■ Dataset records:
_ _ _
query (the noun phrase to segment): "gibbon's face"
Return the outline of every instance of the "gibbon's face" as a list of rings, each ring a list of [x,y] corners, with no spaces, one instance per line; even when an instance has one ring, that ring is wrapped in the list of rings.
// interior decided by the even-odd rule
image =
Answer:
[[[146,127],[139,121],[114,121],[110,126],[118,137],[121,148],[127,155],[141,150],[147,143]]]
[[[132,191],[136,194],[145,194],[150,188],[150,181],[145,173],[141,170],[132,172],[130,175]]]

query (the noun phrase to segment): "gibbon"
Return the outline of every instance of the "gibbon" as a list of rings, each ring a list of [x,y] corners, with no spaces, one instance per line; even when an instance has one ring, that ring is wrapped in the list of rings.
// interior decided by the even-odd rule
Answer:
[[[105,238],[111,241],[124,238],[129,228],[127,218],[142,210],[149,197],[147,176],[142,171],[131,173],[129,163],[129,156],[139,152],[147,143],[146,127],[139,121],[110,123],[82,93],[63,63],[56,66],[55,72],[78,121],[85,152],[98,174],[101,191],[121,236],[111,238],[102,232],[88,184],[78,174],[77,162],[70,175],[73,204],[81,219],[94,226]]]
_ _ _
■ Stated goal: Repeat the material word for word, in full.

■ Answer to this problem:
query (the noun phrase to segment): "gibbon's face"
Return the outline of every instance of the "gibbon's face" as a list of rings, each ring a list of [x,y] corners, with no spaces, one instance per line; even when an instance has one ring, that ring is wrapped in the list of rings.
// interior decided by the even-odd rule
image =
Answer:
[[[146,127],[139,121],[114,121],[110,126],[118,137],[121,148],[127,155],[141,150],[147,143]]]
[[[132,191],[136,194],[145,194],[150,188],[150,181],[145,173],[141,170],[132,172],[130,175]]]

query (the noun phrase to segment): "gibbon"
Return the outline of every instance of the "gibbon" as a list of rings, each ring a list of [x,y] corners, with no spaces, one instance per line; even when an instance has one ring, that ring is wrapped in the list of rings.
// interior decided by the even-odd rule
Answer:
[[[105,238],[111,241],[124,238],[129,228],[127,218],[142,210],[149,197],[147,176],[142,171],[131,173],[129,163],[129,156],[139,152],[147,143],[146,127],[139,121],[110,123],[82,93],[63,63],[56,66],[55,72],[78,121],[85,152],[98,174],[101,191],[121,236],[111,238],[102,232],[88,184],[78,174],[77,162],[70,175],[73,204],[81,219],[94,226]]]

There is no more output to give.